Thursday, November 3, 2011

The one month mark

So "The Kingdom of Childhood" has been out for a month now. I just logged in to Amazon's Author Central to see my sales figures, and they're looking ________________. I don't know what word goes there. I don't have any frame of reference for how many books one ought to sell in a month, especially when the book in question had a banner at BEA and the cover of Publishers Weekly and is in every airport bookstore in the United States. So I'm just going to go with "good," and save "spectacular" for when it hits a bestseller list.

Here is a short list of things I have learned in the past month. Up-and-coming writers, pay attention:

1. To do radio interviews, you must not have call-waiting. It's not enough to turn it off on a case-by-case basis, because that only works if YOU are calling THEM, and frequently they call you. So what you have to do is engage in a frantic online chat with Verizon customer service at 10 pm on a Sunday and have a very nice person in India turn it off for you while telling you what a very wonderful customer you are and how he wishes they were all as lovely and kind as you. It goes without saying that radio interviews have to be done over a landline. You didn't know that? Rookie.

2. There are things called "media monitoring companies" that send you email when your book has appeared on TV in some form and offer to sell you the clip for a hundred bucks. Usually you have no idea it appeared on TV at all, so this will be the first you've heard of it. The included writeup will be suitably vague, written in all-caps, and will include words like "GLORIFYING" and "PEDOPHILE," which will cause you to quick-draw your credit card until you remember to take a deep, cleansing breath. When your editor told you your book would be the most talked-about novel of the Fall, you never really gave great depth of thought to what that talk would entail, did you?

* _RAW DATA_:
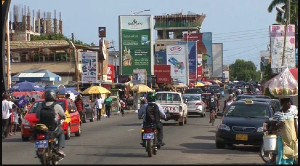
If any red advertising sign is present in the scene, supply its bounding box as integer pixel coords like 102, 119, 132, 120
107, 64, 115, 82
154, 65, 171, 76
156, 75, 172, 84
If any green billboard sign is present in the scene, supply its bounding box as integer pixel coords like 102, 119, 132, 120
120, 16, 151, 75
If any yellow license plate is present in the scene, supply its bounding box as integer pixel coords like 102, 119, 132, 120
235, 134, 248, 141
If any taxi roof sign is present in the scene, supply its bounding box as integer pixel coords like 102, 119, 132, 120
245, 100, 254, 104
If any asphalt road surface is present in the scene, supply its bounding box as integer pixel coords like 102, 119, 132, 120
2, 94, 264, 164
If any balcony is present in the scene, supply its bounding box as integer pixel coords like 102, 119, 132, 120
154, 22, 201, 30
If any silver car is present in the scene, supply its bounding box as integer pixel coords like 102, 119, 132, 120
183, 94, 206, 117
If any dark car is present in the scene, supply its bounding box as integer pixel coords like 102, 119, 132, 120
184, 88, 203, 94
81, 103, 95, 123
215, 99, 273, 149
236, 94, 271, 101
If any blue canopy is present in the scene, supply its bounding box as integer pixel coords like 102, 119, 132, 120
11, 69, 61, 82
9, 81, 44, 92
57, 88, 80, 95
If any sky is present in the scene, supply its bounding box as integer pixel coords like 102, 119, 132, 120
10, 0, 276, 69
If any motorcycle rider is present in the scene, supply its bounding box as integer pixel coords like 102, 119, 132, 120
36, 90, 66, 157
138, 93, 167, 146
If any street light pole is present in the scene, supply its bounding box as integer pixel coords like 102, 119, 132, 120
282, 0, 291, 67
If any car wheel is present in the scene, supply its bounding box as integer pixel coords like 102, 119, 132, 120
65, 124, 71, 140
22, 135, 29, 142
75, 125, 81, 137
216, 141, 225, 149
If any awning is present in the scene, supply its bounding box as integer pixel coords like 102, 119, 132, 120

* _LIST OF TASKS_:
**A.** In the blog post, how much do media monitoring companies charge for a TV clip?
**B.** Quote the blog post word for word, from "Thursday, November 3, 2011" through "a bestseller list.", inclusive.
Answer using only the blog post, not the items.

* _ANSWERS TO EACH TASK_:
**A.** A hundred bucks.

**B.**
Thursday, November 3, 2011

The one month mark

So "The Kingdom of Childhood" has been out for a month now. I just logged in to Amazon's Author Central to see my sales figures, and they're looking ________________. I don't know what word goes there. I don't have any frame of reference for how many books one ought to sell in a month, especially when the book in question had a banner at BEA and the cover of Publishers Weekly and is in every airport bookstore in the United States. So I'm just going to go with "good," and save "spectacular" for when it hits a bestseller list.